> **Challenge**
In the listing below, find the line containing "Target: gray woven storage basket". Write out that line and every line after it to the end, exactly and only those.

○ ○ ○

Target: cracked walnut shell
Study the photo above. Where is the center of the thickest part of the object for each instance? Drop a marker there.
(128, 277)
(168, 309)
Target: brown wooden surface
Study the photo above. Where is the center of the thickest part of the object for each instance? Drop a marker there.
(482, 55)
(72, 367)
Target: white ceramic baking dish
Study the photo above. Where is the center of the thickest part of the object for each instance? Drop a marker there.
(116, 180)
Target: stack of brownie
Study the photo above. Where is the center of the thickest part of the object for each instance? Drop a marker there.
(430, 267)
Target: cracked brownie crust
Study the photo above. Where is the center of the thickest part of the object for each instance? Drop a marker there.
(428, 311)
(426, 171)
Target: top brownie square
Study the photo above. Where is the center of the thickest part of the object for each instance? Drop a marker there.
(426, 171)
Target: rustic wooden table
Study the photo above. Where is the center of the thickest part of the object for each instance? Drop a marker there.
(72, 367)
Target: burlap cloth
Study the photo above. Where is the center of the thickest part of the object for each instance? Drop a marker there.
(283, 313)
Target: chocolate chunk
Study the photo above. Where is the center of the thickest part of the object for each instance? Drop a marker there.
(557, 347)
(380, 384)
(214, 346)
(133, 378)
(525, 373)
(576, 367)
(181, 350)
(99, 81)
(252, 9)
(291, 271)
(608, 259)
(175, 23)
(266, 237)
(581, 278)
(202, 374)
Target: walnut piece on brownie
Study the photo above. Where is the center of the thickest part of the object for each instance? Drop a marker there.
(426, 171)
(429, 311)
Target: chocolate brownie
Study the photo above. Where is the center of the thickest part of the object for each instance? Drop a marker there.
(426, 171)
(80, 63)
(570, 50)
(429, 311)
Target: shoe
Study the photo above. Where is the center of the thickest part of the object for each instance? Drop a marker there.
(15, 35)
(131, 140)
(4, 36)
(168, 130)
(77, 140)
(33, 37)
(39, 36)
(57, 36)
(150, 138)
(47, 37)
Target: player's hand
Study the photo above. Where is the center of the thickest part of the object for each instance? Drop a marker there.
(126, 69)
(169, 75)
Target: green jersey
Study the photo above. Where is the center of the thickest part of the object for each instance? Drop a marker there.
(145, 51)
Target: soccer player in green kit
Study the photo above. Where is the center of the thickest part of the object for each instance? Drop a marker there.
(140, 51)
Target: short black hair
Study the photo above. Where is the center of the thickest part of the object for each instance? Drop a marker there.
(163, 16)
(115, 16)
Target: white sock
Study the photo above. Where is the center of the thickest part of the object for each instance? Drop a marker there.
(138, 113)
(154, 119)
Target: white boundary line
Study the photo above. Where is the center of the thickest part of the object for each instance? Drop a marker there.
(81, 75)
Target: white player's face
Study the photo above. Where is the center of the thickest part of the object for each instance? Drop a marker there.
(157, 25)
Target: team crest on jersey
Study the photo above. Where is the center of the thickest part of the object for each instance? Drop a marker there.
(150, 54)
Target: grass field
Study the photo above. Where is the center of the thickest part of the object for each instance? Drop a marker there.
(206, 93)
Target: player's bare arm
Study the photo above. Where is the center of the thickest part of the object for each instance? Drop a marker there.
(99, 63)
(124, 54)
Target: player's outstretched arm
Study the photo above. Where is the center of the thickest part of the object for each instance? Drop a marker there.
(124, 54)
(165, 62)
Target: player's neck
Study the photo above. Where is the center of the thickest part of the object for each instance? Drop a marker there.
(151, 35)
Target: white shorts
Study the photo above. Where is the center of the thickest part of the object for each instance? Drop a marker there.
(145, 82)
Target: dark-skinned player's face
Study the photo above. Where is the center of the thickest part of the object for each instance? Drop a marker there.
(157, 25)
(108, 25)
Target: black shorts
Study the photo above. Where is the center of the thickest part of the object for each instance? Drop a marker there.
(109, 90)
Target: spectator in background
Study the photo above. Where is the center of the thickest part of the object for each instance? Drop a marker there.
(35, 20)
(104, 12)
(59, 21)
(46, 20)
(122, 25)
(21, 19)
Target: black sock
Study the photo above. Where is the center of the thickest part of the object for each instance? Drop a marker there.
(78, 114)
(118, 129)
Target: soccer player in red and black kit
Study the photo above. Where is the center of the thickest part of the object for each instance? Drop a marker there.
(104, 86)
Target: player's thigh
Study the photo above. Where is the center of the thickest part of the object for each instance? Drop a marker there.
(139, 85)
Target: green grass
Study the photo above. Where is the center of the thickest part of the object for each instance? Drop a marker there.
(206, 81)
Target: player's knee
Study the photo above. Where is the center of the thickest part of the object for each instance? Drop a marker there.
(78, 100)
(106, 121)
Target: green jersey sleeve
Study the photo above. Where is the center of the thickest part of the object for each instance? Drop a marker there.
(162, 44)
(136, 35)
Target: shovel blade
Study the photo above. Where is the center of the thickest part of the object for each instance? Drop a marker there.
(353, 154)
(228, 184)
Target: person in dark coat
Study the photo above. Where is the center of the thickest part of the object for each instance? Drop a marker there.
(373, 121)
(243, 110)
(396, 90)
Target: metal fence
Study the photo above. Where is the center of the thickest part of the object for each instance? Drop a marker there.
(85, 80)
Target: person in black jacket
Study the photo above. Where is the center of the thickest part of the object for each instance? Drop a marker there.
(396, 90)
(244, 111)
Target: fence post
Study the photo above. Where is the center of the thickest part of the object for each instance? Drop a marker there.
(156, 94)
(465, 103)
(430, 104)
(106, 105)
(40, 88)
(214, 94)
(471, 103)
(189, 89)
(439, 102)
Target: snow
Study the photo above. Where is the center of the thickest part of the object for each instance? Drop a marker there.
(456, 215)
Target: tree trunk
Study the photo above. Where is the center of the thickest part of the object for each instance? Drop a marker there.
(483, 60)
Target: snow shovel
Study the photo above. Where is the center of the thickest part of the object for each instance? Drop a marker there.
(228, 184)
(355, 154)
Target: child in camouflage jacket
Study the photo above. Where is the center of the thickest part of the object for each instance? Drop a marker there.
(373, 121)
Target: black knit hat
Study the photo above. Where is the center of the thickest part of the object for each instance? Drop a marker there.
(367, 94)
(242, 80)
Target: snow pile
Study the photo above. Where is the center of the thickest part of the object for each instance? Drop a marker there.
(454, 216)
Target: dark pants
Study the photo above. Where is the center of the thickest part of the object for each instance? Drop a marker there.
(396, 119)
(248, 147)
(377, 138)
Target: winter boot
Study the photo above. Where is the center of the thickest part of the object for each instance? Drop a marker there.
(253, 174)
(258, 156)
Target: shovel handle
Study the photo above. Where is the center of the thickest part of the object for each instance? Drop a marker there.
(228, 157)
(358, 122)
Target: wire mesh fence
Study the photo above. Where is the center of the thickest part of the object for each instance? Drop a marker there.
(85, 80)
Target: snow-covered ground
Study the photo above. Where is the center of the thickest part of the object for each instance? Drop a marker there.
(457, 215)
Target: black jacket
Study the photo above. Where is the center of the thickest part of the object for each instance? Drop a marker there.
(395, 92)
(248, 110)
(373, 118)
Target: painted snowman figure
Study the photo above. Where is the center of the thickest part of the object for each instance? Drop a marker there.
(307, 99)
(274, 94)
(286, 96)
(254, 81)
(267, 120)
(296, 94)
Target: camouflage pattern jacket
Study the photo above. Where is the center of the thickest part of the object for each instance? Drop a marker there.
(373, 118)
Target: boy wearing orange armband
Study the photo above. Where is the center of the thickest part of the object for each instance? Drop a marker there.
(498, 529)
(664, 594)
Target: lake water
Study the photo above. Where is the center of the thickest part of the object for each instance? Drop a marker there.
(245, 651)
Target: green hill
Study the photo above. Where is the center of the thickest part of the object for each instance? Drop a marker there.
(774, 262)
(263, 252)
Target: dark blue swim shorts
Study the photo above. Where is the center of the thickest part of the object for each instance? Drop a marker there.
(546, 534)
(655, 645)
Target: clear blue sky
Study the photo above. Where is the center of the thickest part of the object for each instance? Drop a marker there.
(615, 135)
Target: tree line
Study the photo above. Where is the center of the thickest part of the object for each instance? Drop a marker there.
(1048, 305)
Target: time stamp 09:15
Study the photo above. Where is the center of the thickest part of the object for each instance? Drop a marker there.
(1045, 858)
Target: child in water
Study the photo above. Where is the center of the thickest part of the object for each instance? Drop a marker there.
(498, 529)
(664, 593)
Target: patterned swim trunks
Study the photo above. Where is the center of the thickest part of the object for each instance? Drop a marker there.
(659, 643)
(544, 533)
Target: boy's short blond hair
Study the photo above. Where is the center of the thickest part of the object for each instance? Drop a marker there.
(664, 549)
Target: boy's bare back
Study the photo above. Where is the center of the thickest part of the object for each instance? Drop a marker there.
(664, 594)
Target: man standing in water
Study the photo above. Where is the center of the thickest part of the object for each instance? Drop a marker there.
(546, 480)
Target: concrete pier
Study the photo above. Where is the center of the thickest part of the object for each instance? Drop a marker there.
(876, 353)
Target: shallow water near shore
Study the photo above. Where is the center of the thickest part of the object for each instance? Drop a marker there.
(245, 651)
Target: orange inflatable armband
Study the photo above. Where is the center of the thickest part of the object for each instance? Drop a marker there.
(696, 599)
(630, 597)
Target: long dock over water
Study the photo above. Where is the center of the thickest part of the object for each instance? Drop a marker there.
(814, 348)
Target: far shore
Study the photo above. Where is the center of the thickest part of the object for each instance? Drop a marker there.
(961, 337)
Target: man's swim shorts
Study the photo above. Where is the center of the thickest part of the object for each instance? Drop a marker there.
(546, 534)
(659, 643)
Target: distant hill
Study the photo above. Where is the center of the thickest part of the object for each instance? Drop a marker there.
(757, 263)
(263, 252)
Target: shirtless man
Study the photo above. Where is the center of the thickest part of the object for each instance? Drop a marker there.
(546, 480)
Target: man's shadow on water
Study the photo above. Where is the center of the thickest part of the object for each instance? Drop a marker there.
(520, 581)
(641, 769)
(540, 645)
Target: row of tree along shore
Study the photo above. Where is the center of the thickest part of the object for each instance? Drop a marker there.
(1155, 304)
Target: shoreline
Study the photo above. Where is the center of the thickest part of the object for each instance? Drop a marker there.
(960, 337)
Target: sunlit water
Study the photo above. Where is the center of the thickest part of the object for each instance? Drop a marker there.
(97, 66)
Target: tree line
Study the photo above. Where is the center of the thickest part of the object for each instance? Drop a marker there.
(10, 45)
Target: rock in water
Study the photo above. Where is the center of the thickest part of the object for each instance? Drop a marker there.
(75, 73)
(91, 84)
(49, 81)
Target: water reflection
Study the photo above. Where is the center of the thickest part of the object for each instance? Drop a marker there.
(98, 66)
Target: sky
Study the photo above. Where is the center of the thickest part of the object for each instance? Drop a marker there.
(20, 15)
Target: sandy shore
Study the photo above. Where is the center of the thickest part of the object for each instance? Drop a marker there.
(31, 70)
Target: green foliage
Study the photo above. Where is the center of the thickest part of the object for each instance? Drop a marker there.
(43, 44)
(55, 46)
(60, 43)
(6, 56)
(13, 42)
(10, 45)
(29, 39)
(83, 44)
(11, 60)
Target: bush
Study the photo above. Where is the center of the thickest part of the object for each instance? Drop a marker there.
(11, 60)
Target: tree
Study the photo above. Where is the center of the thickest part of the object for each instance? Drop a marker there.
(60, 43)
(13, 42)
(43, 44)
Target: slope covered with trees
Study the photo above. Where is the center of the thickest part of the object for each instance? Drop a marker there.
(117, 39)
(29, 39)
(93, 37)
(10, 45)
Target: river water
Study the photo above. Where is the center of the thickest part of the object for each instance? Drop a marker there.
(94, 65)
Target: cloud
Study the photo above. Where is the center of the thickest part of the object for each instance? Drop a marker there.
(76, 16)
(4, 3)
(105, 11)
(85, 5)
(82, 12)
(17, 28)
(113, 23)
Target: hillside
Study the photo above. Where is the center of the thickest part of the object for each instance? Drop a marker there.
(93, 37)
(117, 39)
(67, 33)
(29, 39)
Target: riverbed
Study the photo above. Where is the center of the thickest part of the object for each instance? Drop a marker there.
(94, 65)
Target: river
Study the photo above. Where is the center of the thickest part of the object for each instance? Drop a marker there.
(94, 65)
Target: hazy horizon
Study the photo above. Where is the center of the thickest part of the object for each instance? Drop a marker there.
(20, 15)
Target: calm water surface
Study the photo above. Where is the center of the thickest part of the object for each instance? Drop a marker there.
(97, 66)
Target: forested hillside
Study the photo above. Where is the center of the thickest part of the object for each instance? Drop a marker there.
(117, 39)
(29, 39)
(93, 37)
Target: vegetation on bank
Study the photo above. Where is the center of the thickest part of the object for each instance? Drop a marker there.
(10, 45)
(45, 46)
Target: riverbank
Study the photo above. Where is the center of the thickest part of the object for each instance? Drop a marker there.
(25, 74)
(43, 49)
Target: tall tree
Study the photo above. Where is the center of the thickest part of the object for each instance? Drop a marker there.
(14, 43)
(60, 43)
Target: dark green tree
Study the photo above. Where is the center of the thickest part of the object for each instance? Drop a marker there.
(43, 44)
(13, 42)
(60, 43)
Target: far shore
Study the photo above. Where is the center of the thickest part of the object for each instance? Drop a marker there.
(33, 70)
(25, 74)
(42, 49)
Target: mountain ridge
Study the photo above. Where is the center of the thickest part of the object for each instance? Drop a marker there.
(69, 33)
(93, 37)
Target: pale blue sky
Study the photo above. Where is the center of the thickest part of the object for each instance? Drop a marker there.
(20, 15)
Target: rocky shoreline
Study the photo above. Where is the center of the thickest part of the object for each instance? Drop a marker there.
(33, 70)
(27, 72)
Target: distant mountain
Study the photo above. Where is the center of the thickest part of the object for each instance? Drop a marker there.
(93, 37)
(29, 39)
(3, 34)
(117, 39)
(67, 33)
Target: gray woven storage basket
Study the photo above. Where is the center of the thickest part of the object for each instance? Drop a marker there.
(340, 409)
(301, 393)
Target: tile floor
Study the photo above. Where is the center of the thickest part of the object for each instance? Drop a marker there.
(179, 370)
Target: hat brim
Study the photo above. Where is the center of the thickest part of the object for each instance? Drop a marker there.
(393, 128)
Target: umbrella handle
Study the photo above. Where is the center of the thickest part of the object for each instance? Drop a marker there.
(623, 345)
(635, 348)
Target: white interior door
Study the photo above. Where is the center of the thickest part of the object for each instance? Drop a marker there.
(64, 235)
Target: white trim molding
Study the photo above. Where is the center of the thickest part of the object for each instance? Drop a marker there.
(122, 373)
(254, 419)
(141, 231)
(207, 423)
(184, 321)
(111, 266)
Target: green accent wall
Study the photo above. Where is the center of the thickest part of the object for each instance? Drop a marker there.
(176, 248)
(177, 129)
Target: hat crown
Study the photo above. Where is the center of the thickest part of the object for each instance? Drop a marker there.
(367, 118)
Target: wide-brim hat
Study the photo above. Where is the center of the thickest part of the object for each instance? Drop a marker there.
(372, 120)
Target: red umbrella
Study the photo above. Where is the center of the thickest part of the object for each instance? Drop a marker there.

○ ○ ○

> **Answer to this problem**
Target: gray woven storage basket
Study the photo above. Where is the center of the thickest part of the object for each instance? Drop a marker there.
(340, 409)
(301, 393)
Target: tile floor
Study the photo above. Where is the center of the thickest part of the object for each instance? Drop a marker there.
(179, 370)
Target: hat brim
Study the photo above. Where is the center of the thickest part of the object for each instance? Drop a marker there.
(393, 128)
Target: umbrella handle
Study the photo above. Where is the center of the thickest part of the object for each instance? Drop a marker there.
(623, 345)
(635, 348)
Target: white interior door
Study the photo above. Where is the center of the thickest part of the object for each instance? Drop a marker there.
(64, 235)
Target: white trim molding
Study the photo above. Where is the center of the thickest part of the object for each instance? Drop a marker there.
(122, 373)
(254, 419)
(141, 231)
(207, 423)
(184, 321)
(111, 266)
Target: green accent wall
Study the photo above. Where is the center of the thickest part of the object for each instance? Drop a marker there.
(176, 248)
(177, 129)
Target: hat crown
Study the photo above. Where is the center of the thickest part of the object for each instance? Drop a marker there.
(367, 118)
Target: wide-brim hat
Study the photo above. Where is the center of the thickest part of the object for each instance? Drop a marker there.
(372, 120)
Target: red umbrella
Study the photo above. Where is the center of the thickest part of the object for each instance? Drop a marker there.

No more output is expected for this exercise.